Dataset entries
········
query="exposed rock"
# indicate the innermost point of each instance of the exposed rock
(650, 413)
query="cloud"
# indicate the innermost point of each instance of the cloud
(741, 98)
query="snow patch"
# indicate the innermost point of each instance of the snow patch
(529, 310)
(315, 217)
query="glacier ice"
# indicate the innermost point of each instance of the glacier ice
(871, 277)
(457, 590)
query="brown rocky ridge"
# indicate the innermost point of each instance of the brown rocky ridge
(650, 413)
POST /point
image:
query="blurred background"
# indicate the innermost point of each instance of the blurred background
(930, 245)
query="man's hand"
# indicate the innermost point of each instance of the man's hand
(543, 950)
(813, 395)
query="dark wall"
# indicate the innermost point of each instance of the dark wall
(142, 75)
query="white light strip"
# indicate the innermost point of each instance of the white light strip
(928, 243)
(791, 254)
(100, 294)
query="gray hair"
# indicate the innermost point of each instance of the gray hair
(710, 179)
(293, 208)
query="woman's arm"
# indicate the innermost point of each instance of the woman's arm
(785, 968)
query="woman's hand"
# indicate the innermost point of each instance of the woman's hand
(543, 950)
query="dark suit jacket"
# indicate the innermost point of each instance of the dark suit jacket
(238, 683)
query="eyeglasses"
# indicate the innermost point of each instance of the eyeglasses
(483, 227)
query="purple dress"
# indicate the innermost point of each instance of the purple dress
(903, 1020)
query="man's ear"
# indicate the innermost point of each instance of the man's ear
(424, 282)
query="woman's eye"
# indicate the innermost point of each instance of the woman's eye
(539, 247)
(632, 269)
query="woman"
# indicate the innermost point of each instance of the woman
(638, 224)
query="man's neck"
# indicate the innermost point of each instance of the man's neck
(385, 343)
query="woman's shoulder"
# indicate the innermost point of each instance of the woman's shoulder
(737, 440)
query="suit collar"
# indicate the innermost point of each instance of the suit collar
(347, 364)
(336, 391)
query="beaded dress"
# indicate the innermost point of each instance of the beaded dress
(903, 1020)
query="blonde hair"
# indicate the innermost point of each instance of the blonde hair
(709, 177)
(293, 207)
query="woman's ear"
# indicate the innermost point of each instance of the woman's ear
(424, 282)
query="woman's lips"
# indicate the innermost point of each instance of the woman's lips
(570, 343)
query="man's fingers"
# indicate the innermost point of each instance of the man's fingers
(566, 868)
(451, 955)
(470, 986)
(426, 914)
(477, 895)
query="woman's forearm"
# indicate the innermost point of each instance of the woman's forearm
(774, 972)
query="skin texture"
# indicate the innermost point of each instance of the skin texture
········
#### What this task involves
Please return all of the records exactly as they appear.

#### Answer below
query="exposed rock"
# indicate the innermost point of each instance of the exposed rock
(650, 413)
query="cloud"
# indicate the innermost point of each instance of the cloud
(741, 98)
query="snow patch"
# indicate the innermost point of each instance of the snow patch
(529, 310)
(315, 217)
query="glacier ice"
# indicate the innermost point of each instance of the glacier ice
(871, 277)
(457, 590)
query="brown rocky ridge"
# indicate the innermost point of each instance of the brown rocky ridge
(650, 413)
POST /point
image:
query="blurred background"
# indicate the innermost point of each instance of the blurred background
(930, 245)
query="man's hand"
# indicate the innermost point of each instance of the man's hand
(543, 950)
(813, 395)
query="dark wall"
# indicate the innermost point of each instance of the dark wall
(142, 75)
query="white light strip"
# indicate the innermost point of each instance of the white light strip
(928, 243)
(791, 254)
(100, 294)
query="gray hair"
# indicate the innermost point of each instance of the gray hair
(710, 179)
(293, 208)
query="woman's arm"
# indicate the innermost point of each instance of the woman's arm
(785, 968)
query="woman's hand"
# indicate the innermost point of each instance of the woman's hand
(543, 950)
query="dark suit jacket"
# indicate the innermost point of each instance of the dark suit jacket
(238, 683)
query="eyeglasses"
# indicate the innermost point of each instance of the eyeglasses
(483, 227)
query="purple dress"
# indicate the innermost point of each instance of the purple dress
(903, 1020)
query="man's ear"
# indicate the innermost point of each instance of the man's ear
(424, 282)
query="woman's eye"
# indicate the innermost point of each instance of the woman's eye
(539, 247)
(632, 269)
query="woman"
# indicate the innermost point of each instance of the woman
(638, 224)
query="man's neck"
# indicate the innermost point of each instance of the man's neck
(385, 343)
query="woman's shoulder"
# indicate the innermost point of each instance of the woman's shoulder
(737, 440)
query="suit collar"
# indicate the innermost point of each instance of the suit collar
(347, 364)
(336, 391)
query="beaded dress"
# indicate the innermost point of each instance of the beaded dress
(903, 1020)
query="blonde hair"
# indicate the innermost point of each instance of the blonde hair
(709, 177)
(293, 207)
query="woman's ear"
# indicate the innermost point of each instance of the woman's ear
(424, 282)
query="woman's lips"
# indicate the innermost point of each instance of the woman's lips
(570, 343)
query="man's fingers"
# indicate the innermost point of each instance of the man's fingers
(566, 868)
(451, 955)
(470, 986)
(426, 914)
(477, 895)
query="woman's forearm"
# indicate the innermost point of each instance of the woman's forearm
(774, 972)
query="skin texture"
# indicate the innermost point of each instance of the skin texture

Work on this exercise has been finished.